- Texte proposé -
********

L'Attique, Attica (du grec acté = rivage) est une contrée orientale de la Grèce moyenne située entre la mer Egée, la Mégaride et la Béotie, à l'extrémité Sud-Est du continent que découpent en tous sens le golfe Saronique, le canal d'Eubée et le golfe de Corinthe, rattachée au Péloponnèse par l'isthme de ce nom, séparée au Nord du reste de la Grèce par un massif montagneux qui court de l'Ouest à l'Est et du Nord-Ouest au Sud-Est, et peut être considéré comme le prolongement de la chaîne du Pinde. 

Par sa configuration générale, l'Attique baignée de tous côtés par la mer, sauf au Nord et à l'Ouest, où l'isolent des montagnes, est une véritable presqu'île. La frontière naturelle qui la sépare de la Béotie commence au mont Cithéron et se continue au Nord du Parnès, dans la direction de Psaphis et d'Orope, vers l'embouchure de l'Asope.

La délimitation, incertaine dans ces régions, après avoir suscité des luttes nombreuses, fit neutraliser de part et d'autre une bande de terrain, qui, suivant les usages antiques, fut consacrée par la religion et déclarée inviolable. Il en était de même vers l'isthme, dont l'Attique était séparée par la Mégaride, pays montagneux qui lui fournissait un rempart naturel contre toute invasion venant du Péloponnèse

Sa plus grande largeur est au Nord de 60 km environ; de cette frontière jusqu'à l'extrémité Sud au cap Sunium (Sounion), elle mesure en longueur environ 75 km. 

Comme le terrain va en se rétrécissant toujours, la surface totale de la province ne comporte guère que 150 km². Elle est partagée par les montagnes en quatre régions principales qui sont : à l'Ouest la plaine Thriasienne bornée par les monts Icarion, Cithéron, Parnès, Aegalée; au centre la Grande Plaine ou Pédias, entourée par les monts Aégalée, Parnès, Brilessos (Pentélique), Hymette et Anhydros; au Nord la Diacrie,c.-à.-d. le pays montagneux qui va jusqu'au canal d'Eubée, vers la vallée de l'Asope; à l'Est, la Plaine Moyenne ou Mesogaea, qui porte le long du rivage, depuis le cap de Cynosura jusqu'à celui de Sunium, le nom de Paralia.

********

- Matériau de travail -
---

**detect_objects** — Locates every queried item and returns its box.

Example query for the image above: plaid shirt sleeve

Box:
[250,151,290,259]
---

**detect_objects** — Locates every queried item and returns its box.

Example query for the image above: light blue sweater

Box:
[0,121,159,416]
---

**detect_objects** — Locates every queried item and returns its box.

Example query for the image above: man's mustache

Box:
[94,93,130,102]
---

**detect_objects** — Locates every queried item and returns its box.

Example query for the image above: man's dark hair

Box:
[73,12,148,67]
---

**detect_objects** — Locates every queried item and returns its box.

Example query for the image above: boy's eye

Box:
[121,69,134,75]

********

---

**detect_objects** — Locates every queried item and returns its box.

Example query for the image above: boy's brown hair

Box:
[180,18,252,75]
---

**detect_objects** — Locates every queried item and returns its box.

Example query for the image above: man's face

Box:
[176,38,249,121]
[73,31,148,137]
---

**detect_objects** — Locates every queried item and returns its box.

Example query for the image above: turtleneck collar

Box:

********

- Consigne 1 -
Sélectionnez et recopiez chaque ligne des enregistrements qui contient le mot « above ».
- Consigne 2 -
Prolongez le texte sur l'Attique en reprenant après sa dernière phrase.

- Résultat obtenu 1 -
Example query for the image above: plaid shirt sleeve
Example query for the image above: light blue sweater
Example query for the image above: man's mustache
Example query for the image above: man's dark hair
Example query for the image above: boy's eye
Example query for the image above: boy's brown hair
Example query for the image above: man's face
Example query for the image above: turtleneck collar

- Résultat obtenu 2 -
Les cours d'eau qui arrosent ces régions sont de peu d'importance; les plus considérables comme les deux Céphise, celui d'Eleusis et celui d'Athènes, l'llissus et leurs divers affluents ne sont que des torrents ou de faibles rivières qui restent à sec pendant une grande partie de l'été. Le terrain est naturellement aride, formé de roches calcaires, et, dans les parties les plus élevées, de roches volcaniques; dans les bas-fonds on trouve quelques marécages et, à proximité, des terres de nature argileuse éminemment propres aux travaux de la céramique.

L'Attique contient d'assez grandes richesses minérales les scories du Laurium, résidus de l'exploitation imparfaite des minerais d'argent de cette montagne par les anciens Grecs, en forment la principale partie; à Chaïdari, près d'Athènes on exploite des minerais d'oxyde de fer magnétique. Le Pentélique renferme de beaux marbres statuaires, mais on tire surtout parti du marbre de l'Hymette qui sert aux architectes. Les marbres du Brilessos ou Pentélique étaient autrefois célèbres; cependant il est difficile d'en extraire aujourd'hui des blocs considérables qui soient sans défaut.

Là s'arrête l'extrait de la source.